#### Gestellte Aufgabe
Tippe den Artikel über Start-up-Einhörner vollständig und wortgetreu ab.

#### Vorliegender Text
:::::

Der Hype um die Einhörner ist vorbei
Sie gelten als selten, stark und magisch – vor knapp drei Jahren prägte die Investorin Aileen Lee daher einen Namen für vorbörslich mit mehr als einer Milliarde Dollar bewertete Jungunternehmen: Einhörner. Der Begriff hat sich gehalten, aber die Attribute für die ausnehmend hoch bewerteten Startups stehen mittlerweile zur Disposition.
Zum einen gibt es mittlerweile eine ganze Menge Einhörner. Alleine im vergangenen Jahr erweiterte sich die Herde nach Daten der Venture-Capital-Datenbank CB Insights fast inflationär um 75 Exemplare. Der Seltenheitswert und damit auch die Sonderstellung, die früher Vorreiter wie Xiaomi, Snap und Co. auszeichnete, ist somit dahin.
„Natürlich ist es so, dass das theoretische Potential der Einhörner hohe Strahlkraft hat. Sie können ganze Branchen umdrehen. Auf Grund der niedrigen Zinsen ist momentan außerdem viel Kapital auf dem Markt“, erklärt Marc Mogalle vom Startup Supporter Business Buddies: „Jeder Venture Capitalist hofft auf die ein, zwei großen Winner im Portfolio, da ist auch Angst dabei, das neue große Ding zu verpassen. Das hat in den letzten Jahren dazu geführt, dass viel investiert wurde, viele Firmen hoch bewertet wurden.“
Home24 als warnendes Beispiel
Dennoch steht aber auch die unternehmerische Stärke der Jungunternehmen in Frage. Jüngstes Beispiel: Home24. Der Online-Möbelhändler, an dem auch die Unternehmens-Schmiede Rocket Internet im großen Stil beteiligt ist, war ebenfalls mit mehr als einer Milliarde Dollar bewertet – in der letzten Finanzierungsrunde im vergangenen September schrumpfte der Unternehmenswert quasi über Nacht auf weniger als die Hälfte – genauer: 475 Millionen Dollar – zusammen. Ob sich das Geschäftsmodell mit hohen Akquisitions- und Logistik-Kosten wirklich trägt, schien zu unklar.

:::::

#### Ausgelesene Zeilen
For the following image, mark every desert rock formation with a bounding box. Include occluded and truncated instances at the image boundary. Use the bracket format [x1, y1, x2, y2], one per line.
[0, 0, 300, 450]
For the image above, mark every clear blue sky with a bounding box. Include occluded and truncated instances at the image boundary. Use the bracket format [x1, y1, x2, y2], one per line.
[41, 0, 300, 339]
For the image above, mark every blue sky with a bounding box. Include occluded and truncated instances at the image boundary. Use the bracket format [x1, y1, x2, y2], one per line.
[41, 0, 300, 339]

:::::

#### Schriftliche Antwort
Der Hype um die Einhörner ist vorbei
Sie gelten als selten, stark und magisch – vor knapp drei Jahren prägte die Investorin Aileen Lee daher einen Namen für vorbörslich mit mehr als einer Milliarde Dollar bewertete Jungunternehmen: Einhörner. Der Begriff hat sich gehalten, aber die Attribute für die ausnehmend hoch bewerteten Startups stehen mittlerweile zur Disposition.
Zum einen gibt es mittlerweile eine ganze Menge Einhörner. Alleine im vergangenen Jahr erweiterte sich die Herde nach Daten der Venture-Capital-Datenbank CB Insights fast inflationär um 75 Exemplare. Der Seltenheitswert und damit auch die Sonderstellung, die früher Vorreiter wie Xiaomi, Snap und Co. auszeichnete, ist somit dahin.
„Natürlich ist es so, dass das theoretische Potential der Einhörner hohe Strahlkraft hat. Sie können ganze Branchen umdrehen. Auf Grund der niedrigen Zinsen ist momentan außerdem viel Kapital auf dem Markt“, erklärt Marc Mogalle vom Startup Supporter Business Buddies: „Jeder Venture Capitalist hofft auf die ein, zwei großen Winner im Portfolio, da ist auch Angst dabei, das neue große Ding zu verpassen. Das hat in den letzten Jahren dazu geführt, dass viel investiert wurde, viele Firmen hoch bewertet wurden.“
Home24 als warnendes Beispiel
Dennoch steht aber auch die unternehmerische Stärke der Jungunternehmen in Frage. Jüngstes Beispiel: Home24. Der Online-Möbelhändler, an dem auch die Unternehmens-Schmiede Rocket Internet im großen Stil beteiligt ist, war ebenfalls mit mehr als einer Milliarde Dollar bewertet – in der letzten Finanzierungsrunde im vergangenen September schrumpfte der Unternehmenswert quasi über Nacht auf weniger als die Hälfte – genauer: 475 Millionen Dollar – zusammen. Ob sich das Geschäftsmodell mit hohen Akquisitions- und Logistik-Kosten wirklich trägt, schien zu unklar.